• [WHAT IS BEING ASKED]: Gather every line of the entries below that contains the word "blurred" and copy each one in full.

• [RECORDS FOR THE EXERCISE]:
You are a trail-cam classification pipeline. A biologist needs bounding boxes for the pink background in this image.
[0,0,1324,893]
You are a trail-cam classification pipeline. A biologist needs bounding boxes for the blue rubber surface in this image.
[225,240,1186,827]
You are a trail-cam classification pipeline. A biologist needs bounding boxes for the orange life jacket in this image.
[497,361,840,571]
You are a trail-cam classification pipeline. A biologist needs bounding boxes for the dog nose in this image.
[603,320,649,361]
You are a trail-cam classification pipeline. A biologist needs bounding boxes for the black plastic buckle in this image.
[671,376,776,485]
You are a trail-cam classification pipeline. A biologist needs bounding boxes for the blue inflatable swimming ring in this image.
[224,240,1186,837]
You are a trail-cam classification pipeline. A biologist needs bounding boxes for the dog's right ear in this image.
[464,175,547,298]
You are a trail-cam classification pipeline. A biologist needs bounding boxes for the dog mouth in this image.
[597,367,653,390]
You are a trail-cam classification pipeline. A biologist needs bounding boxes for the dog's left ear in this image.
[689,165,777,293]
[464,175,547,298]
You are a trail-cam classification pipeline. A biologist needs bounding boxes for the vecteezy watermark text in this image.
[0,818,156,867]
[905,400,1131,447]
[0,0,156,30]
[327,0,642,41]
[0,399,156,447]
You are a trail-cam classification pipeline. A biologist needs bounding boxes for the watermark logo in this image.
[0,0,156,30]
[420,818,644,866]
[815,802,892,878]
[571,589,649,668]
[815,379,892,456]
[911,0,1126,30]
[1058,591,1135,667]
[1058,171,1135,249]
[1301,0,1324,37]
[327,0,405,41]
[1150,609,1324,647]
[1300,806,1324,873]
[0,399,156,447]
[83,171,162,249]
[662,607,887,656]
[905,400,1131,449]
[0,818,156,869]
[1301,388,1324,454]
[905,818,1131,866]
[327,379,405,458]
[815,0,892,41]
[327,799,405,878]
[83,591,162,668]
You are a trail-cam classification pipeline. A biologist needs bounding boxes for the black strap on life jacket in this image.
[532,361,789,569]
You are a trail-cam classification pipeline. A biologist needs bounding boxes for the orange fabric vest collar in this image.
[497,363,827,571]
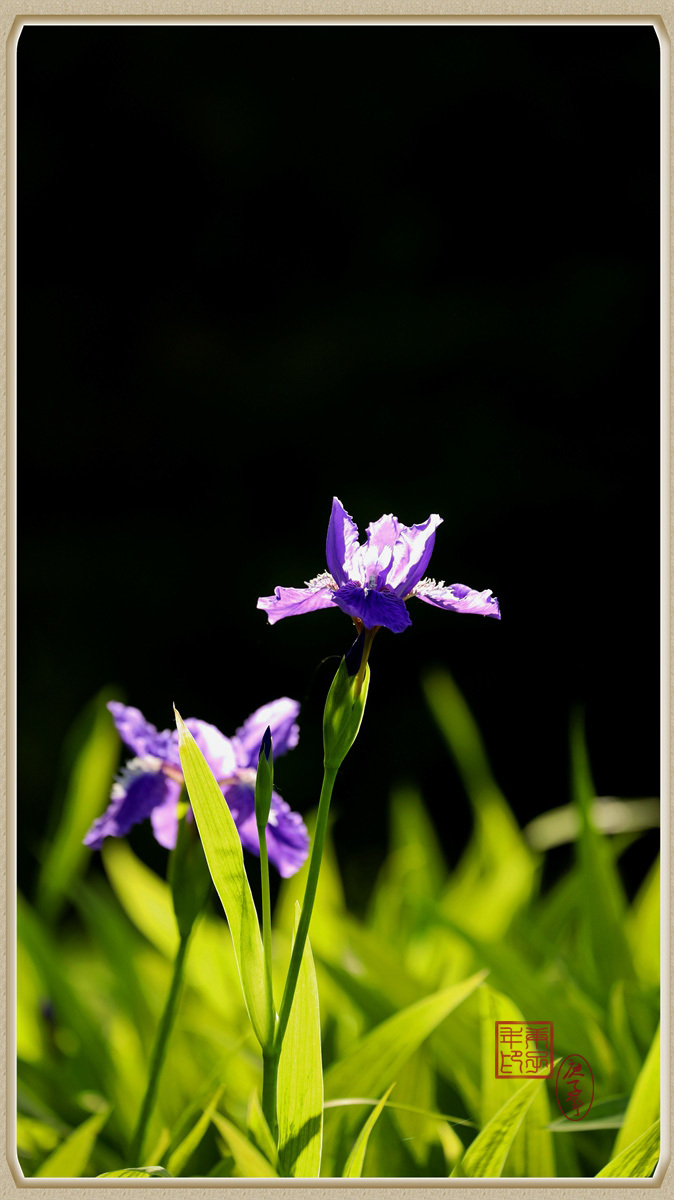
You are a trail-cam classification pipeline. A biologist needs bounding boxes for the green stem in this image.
[258,826,273,1008]
[128,934,189,1166]
[273,767,337,1056]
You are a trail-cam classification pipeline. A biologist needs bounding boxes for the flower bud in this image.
[255,725,273,829]
[323,631,369,770]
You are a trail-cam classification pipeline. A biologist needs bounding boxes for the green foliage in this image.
[17,672,660,1186]
[452,1079,543,1180]
[342,1084,396,1180]
[35,1109,108,1180]
[278,905,323,1180]
[597,1121,660,1180]
[176,713,275,1046]
[37,689,120,922]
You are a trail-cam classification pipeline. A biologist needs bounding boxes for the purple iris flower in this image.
[84,696,309,877]
[258,497,501,634]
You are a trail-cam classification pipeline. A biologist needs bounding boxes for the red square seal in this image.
[495,1021,554,1079]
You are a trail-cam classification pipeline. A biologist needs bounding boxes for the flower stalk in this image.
[255,726,273,1007]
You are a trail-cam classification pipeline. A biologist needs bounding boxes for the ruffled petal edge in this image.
[414,580,501,620]
[257,572,335,625]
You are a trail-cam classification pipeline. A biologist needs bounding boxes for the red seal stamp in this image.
[495,1021,553,1079]
[556,1054,595,1121]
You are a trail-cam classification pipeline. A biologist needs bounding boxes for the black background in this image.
[18,22,660,904]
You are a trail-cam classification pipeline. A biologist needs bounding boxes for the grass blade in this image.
[175,712,275,1046]
[36,690,120,923]
[96,1166,170,1180]
[480,986,551,1178]
[325,971,486,1099]
[571,715,634,996]
[596,1121,660,1180]
[167,1085,223,1176]
[452,1079,544,1180]
[423,671,537,940]
[35,1109,110,1180]
[212,1112,278,1180]
[342,1084,396,1180]
[613,1026,660,1158]
[278,905,323,1180]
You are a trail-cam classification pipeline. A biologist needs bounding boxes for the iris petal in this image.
[415,580,501,620]
[108,700,170,758]
[386,512,443,598]
[325,496,359,583]
[150,779,181,850]
[335,583,411,634]
[181,716,236,779]
[258,586,335,625]
[84,760,168,850]
[223,784,309,878]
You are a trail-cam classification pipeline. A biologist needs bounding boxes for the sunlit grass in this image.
[17,672,660,1178]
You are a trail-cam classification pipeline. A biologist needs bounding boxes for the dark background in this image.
[18,23,660,904]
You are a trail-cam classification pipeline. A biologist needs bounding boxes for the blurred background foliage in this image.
[18,23,660,1176]
[18,671,660,1177]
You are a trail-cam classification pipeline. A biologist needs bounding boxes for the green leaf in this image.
[175,712,275,1046]
[167,1085,224,1176]
[246,1088,278,1170]
[101,838,180,961]
[35,1109,110,1180]
[342,1084,396,1180]
[277,905,323,1180]
[168,816,211,937]
[422,671,537,941]
[452,1079,544,1180]
[96,1166,171,1180]
[613,1026,660,1157]
[325,971,486,1099]
[571,715,634,996]
[480,986,551,1178]
[213,1112,278,1180]
[627,858,660,986]
[596,1121,660,1180]
[37,689,120,923]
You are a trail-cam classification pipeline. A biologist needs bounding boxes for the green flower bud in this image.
[255,725,273,829]
[323,630,372,770]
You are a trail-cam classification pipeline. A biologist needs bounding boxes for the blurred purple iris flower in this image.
[258,497,501,634]
[84,696,309,877]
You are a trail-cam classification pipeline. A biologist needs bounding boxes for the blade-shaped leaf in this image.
[175,712,275,1046]
[208,1112,278,1180]
[342,1084,396,1180]
[480,986,554,1178]
[246,1088,278,1170]
[96,1166,170,1180]
[101,838,180,962]
[571,715,634,994]
[325,971,486,1099]
[35,1109,110,1180]
[167,1085,223,1175]
[278,905,323,1180]
[37,689,120,922]
[596,1121,660,1180]
[452,1079,544,1180]
[422,671,537,941]
[627,858,661,986]
[613,1026,660,1158]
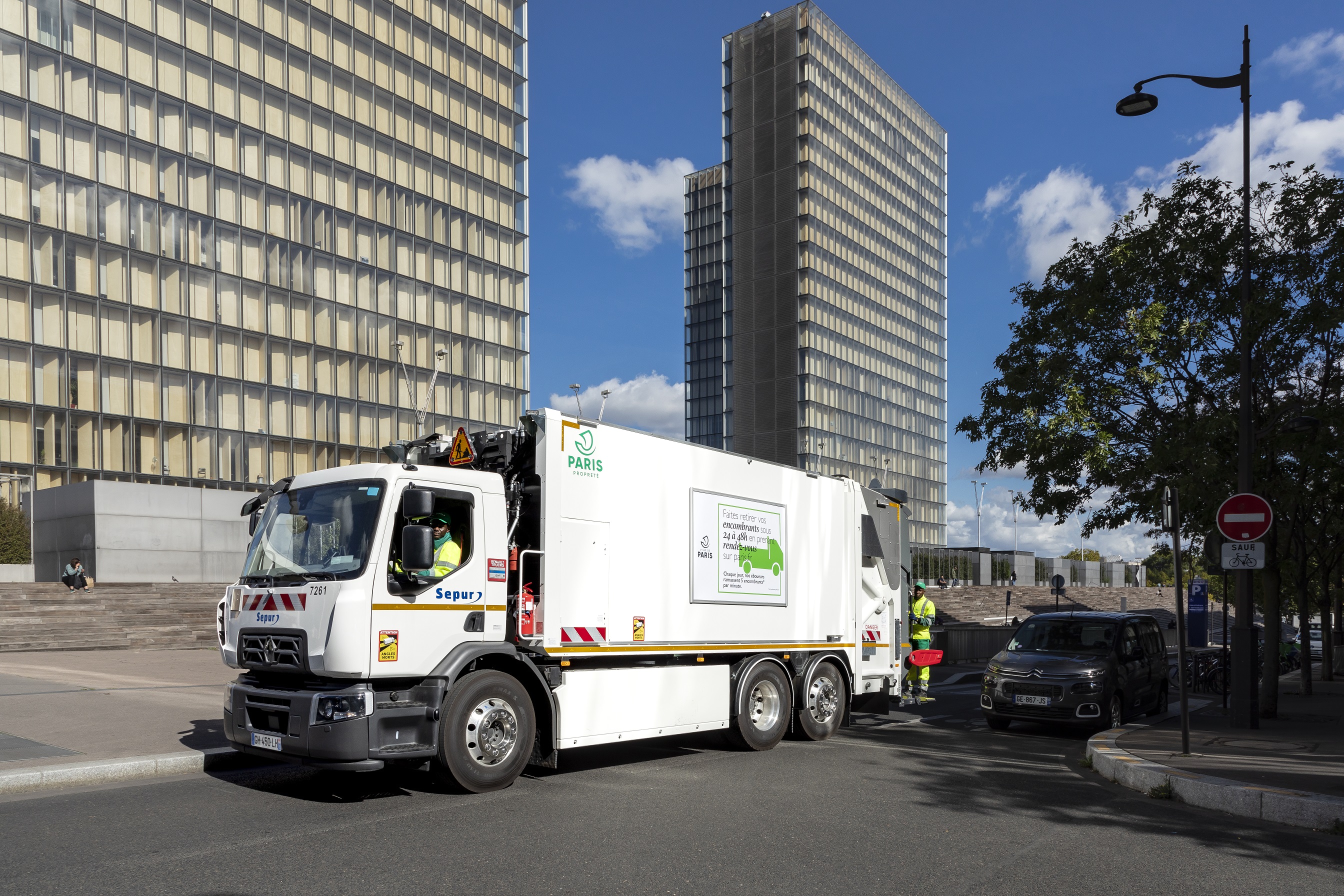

• [ANSWER TO THE EXERCISE]:
You are a trail-cam classification pipeline. A biologist needs bounding boxes for the blurred background foliage in this image.
You are a trail-cam classification pipeline. A biologist needs bounding boxes for the blurred purple iris flower in this image.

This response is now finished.